[EXERCISE BRIEF]
Report every line below that carries the word "road".

[Natural language region descriptions]

┏━━

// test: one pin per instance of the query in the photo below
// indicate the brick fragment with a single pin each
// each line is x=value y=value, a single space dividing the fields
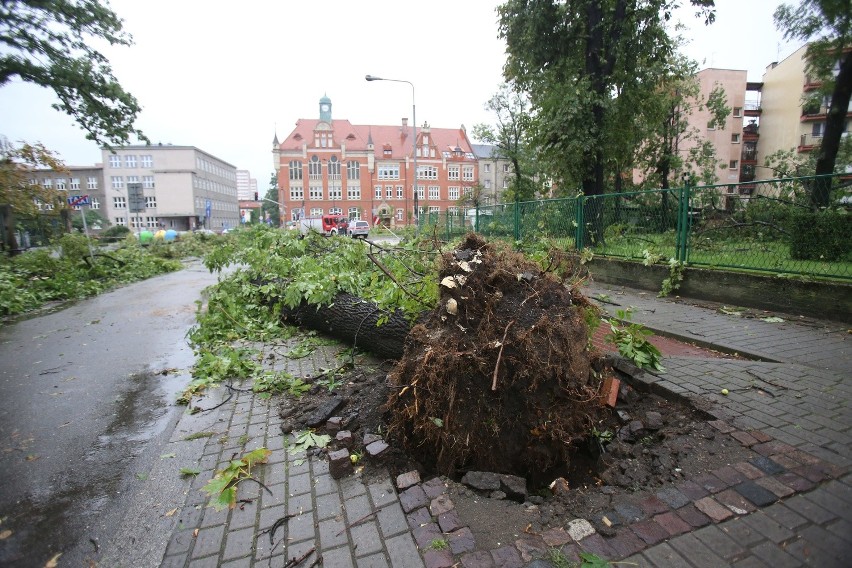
x=672 y=523
x=712 y=509
x=649 y=531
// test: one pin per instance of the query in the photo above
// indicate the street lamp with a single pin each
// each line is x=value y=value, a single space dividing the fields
x=414 y=142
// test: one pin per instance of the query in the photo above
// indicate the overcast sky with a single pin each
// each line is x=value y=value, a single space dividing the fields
x=226 y=76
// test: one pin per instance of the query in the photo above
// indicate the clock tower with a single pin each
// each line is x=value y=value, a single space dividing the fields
x=325 y=109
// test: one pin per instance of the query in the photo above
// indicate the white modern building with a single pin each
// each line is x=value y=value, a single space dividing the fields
x=184 y=188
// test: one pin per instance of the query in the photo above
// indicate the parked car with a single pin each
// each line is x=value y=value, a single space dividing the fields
x=359 y=229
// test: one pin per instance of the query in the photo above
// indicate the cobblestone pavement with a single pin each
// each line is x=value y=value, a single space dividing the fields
x=791 y=506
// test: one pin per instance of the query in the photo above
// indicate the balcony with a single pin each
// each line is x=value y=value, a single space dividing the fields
x=808 y=141
x=752 y=109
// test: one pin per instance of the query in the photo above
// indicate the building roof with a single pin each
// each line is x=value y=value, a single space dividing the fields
x=357 y=137
x=487 y=151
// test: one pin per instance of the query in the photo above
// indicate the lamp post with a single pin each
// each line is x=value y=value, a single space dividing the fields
x=414 y=142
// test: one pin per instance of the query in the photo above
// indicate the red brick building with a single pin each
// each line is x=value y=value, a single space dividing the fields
x=366 y=171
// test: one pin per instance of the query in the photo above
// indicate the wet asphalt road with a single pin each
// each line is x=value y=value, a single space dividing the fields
x=86 y=404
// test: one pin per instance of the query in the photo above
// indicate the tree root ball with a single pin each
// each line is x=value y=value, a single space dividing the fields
x=500 y=376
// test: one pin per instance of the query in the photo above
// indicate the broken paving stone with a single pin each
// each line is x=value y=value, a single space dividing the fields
x=653 y=420
x=441 y=505
x=406 y=480
x=377 y=449
x=323 y=412
x=482 y=480
x=556 y=537
x=370 y=438
x=580 y=529
x=334 y=425
x=339 y=464
x=345 y=438
x=515 y=487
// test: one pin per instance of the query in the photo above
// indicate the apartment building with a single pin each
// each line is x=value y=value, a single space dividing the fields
x=727 y=138
x=331 y=166
x=184 y=188
x=495 y=173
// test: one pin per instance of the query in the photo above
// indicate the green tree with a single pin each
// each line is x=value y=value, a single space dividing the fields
x=830 y=22
x=270 y=204
x=510 y=136
x=50 y=44
x=575 y=59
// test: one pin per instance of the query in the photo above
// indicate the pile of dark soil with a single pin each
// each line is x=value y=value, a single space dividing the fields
x=499 y=377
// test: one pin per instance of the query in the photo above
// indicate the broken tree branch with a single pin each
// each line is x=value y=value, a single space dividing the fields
x=500 y=355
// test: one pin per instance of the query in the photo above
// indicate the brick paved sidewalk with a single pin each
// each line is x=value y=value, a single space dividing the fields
x=790 y=507
x=821 y=344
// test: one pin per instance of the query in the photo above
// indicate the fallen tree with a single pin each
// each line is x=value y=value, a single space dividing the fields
x=500 y=376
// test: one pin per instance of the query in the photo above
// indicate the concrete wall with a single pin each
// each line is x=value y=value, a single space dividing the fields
x=825 y=300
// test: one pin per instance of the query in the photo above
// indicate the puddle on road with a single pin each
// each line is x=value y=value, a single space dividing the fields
x=66 y=515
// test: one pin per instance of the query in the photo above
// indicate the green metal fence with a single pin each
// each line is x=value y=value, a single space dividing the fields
x=762 y=226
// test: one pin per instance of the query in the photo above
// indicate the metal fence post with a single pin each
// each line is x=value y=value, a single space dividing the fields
x=579 y=221
x=683 y=222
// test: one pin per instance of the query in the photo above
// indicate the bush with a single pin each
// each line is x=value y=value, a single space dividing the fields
x=821 y=235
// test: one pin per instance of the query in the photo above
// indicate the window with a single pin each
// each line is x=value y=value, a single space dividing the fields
x=353 y=170
x=333 y=168
x=389 y=171
x=427 y=172
x=314 y=169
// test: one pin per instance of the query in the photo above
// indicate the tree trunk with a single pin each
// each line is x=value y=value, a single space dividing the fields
x=354 y=320
x=834 y=124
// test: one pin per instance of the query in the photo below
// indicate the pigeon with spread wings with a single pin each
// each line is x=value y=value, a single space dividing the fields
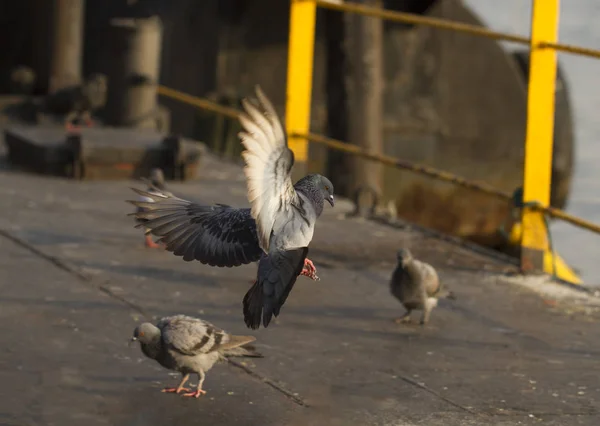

┗━━

[OUTPUT OF THE TASK]
// indicate the wet asphalt road with a single pin each
// indicate the puddle on road with a single pin each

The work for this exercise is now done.